══ Data provided ══

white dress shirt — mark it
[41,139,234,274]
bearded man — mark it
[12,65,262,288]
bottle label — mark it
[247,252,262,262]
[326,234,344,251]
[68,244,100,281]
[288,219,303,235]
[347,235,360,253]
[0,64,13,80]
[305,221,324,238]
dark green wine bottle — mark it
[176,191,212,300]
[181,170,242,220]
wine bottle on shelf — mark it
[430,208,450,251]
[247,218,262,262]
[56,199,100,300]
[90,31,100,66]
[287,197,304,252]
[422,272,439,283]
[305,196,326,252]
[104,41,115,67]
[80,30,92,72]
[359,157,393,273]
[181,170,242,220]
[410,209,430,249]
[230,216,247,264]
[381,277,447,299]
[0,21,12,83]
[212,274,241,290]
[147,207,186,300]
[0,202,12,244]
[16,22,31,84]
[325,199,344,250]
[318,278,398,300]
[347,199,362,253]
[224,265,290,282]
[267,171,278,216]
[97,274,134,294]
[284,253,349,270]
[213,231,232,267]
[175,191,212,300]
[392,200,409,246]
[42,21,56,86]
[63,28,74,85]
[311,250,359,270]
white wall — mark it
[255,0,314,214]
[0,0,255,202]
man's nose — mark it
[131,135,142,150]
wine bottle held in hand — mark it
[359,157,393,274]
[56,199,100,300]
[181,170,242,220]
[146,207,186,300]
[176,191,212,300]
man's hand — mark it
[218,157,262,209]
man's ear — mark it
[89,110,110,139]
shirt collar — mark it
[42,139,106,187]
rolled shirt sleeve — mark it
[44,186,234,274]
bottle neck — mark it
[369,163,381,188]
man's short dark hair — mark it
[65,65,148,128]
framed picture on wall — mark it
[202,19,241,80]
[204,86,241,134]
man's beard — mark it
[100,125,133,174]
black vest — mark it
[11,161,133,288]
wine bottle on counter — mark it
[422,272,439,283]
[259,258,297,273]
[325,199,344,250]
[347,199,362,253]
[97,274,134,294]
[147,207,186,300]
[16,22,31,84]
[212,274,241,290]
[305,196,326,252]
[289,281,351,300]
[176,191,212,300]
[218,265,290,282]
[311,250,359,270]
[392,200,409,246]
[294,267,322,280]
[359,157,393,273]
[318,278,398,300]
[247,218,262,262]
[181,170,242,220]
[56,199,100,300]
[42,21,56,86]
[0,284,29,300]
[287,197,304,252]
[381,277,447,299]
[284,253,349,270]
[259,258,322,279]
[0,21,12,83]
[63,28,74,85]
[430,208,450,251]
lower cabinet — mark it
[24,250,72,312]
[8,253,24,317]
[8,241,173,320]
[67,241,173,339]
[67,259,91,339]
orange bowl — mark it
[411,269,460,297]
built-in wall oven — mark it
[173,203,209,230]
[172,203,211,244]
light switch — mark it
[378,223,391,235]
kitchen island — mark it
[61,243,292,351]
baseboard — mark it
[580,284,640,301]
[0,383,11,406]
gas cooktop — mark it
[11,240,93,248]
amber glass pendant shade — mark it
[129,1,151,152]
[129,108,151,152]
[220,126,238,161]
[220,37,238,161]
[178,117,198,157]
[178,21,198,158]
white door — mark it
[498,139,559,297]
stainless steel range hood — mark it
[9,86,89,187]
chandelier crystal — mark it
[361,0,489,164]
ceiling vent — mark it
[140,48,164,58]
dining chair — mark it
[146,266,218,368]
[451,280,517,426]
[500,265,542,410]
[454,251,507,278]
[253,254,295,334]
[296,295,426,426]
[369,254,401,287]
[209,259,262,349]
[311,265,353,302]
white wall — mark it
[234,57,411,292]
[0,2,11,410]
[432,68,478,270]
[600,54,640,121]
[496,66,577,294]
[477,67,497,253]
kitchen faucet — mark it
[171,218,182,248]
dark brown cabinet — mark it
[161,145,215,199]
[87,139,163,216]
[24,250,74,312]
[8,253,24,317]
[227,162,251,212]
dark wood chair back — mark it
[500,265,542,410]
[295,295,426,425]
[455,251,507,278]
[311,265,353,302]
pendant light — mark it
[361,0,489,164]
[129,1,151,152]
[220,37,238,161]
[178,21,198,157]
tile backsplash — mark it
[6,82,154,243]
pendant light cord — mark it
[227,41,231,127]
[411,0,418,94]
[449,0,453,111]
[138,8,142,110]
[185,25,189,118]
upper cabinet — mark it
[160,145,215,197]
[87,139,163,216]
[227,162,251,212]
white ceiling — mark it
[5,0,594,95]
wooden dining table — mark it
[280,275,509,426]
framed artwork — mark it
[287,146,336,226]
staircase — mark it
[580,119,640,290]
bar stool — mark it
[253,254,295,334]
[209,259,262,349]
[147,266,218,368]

═══

• _Instructions for the task_
Copy the entire listing above line for line, with no changes.

• _Output for this task_
white dress shirt — mark it
[41,139,234,274]
bearded man — mark it
[12,65,262,288]
bottle label — mark it
[247,252,262,262]
[326,234,344,251]
[68,244,100,281]
[288,219,303,235]
[347,235,360,253]
[0,64,13,80]
[305,221,324,238]
dark green wine bottle — mark it
[176,191,212,300]
[181,170,242,220]
wine bottle on shelf — mark it
[430,208,450,251]
[247,218,262,262]
[56,199,100,300]
[90,31,100,66]
[287,197,304,252]
[422,272,439,283]
[305,196,326,252]
[104,41,115,67]
[80,30,92,72]
[359,157,393,273]
[181,170,242,220]
[410,209,430,249]
[230,216,247,264]
[381,277,447,299]
[0,21,12,83]
[212,274,241,290]
[147,207,186,300]
[0,202,12,244]
[16,22,31,84]
[325,199,344,250]
[318,278,398,300]
[347,199,362,253]
[224,265,290,282]
[267,171,278,216]
[97,274,134,294]
[284,253,349,270]
[213,231,232,267]
[175,191,212,300]
[392,200,409,246]
[42,21,56,86]
[63,28,74,85]
[311,250,359,270]
white wall — mark it
[255,0,314,214]
[0,0,255,202]
man's nose — mark it
[131,135,142,150]
wine bottle held in hand — mark it
[359,157,393,274]
[56,199,100,300]
[181,170,242,220]
[146,207,186,300]
[176,191,212,300]
man's hand — mark it
[218,157,262,209]
man's ear — mark it
[89,110,110,139]
shirt collar — mark it
[42,139,106,187]
rolled shirt sleeve — mark it
[44,186,234,274]
bottle neck — mark it
[369,163,381,188]
man's short dark hair — mark it
[65,65,148,128]
framed picture on wall — mark it
[202,19,241,80]
[204,86,241,134]
man's beard — mark it
[100,125,133,174]
black vest — mark it
[11,161,133,288]
wine bottle on counter — mark it
[422,272,439,283]
[259,258,297,273]
[325,199,344,250]
[347,199,362,253]
[97,274,134,294]
[147,207,186,300]
[16,22,31,84]
[212,274,241,290]
[305,196,326,252]
[289,281,351,300]
[176,191,212,300]
[218,265,290,282]
[311,250,359,270]
[392,200,409,246]
[294,267,322,280]
[359,157,393,273]
[318,278,398,300]
[247,218,262,262]
[181,170,242,220]
[56,199,100,300]
[42,21,56,86]
[0,284,29,300]
[287,197,304,252]
[381,277,447,299]
[284,253,349,270]
[259,258,322,279]
[0,21,12,83]
[63,28,74,85]
[430,208,450,251]
lower cabinet — mark it
[24,250,72,312]
[8,253,24,317]
[8,241,173,320]
[67,241,173,339]
[67,259,91,339]
orange bowl — mark it
[411,269,460,297]
built-in wall oven — mark it
[173,203,209,230]
[172,203,211,244]
light switch — mark it
[378,223,391,235]
kitchen island — mark it
[61,243,292,351]
baseboard — mark it
[580,284,640,301]
[0,383,11,406]
gas cooktop — mark it
[11,240,93,248]
amber glass pendant shade — mark it
[129,1,151,152]
[129,108,151,152]
[220,126,238,161]
[220,37,238,161]
[178,117,198,157]
[178,21,198,158]
white door — mark it
[498,139,559,297]
stainless steel range hood — mark it
[9,86,89,187]
chandelier crystal — mark it
[361,0,489,164]
ceiling vent — mark it
[140,48,164,58]
dining chair — mark it
[146,266,218,368]
[451,280,517,426]
[500,265,542,410]
[454,251,507,278]
[253,254,295,334]
[296,295,426,426]
[369,254,401,287]
[209,259,262,349]
[311,265,353,302]
white wall — mark it
[234,57,411,292]
[0,2,11,410]
[432,68,478,270]
[600,54,640,121]
[496,66,577,294]
[477,67,497,253]
kitchen faucet — mark it
[171,218,182,248]
dark brown cabinet — mark it
[161,145,215,199]
[87,139,163,216]
[24,250,74,312]
[8,253,24,317]
[227,162,251,212]
dark wood chair back — mark it
[500,265,542,410]
[295,295,426,425]
[455,251,507,278]
[311,265,353,302]
pendant light — mark it
[361,0,489,164]
[129,1,151,152]
[220,37,238,161]
[178,21,198,157]
tile backsplash — mark it
[6,82,154,243]
pendant light cord — mark it
[227,41,231,127]
[411,0,418,94]
[449,0,453,111]
[138,8,142,110]
[185,25,189,118]
upper cabinet — mark it
[160,145,215,197]
[87,139,163,216]
[227,162,251,212]
white ceiling — mark it
[5,0,594,95]
wooden dining table — mark it
[280,275,509,426]
framed artwork — mark it
[287,146,336,226]
staircase — mark it
[580,119,640,290]
bar stool — mark it
[253,254,295,334]
[209,259,262,349]
[147,266,218,368]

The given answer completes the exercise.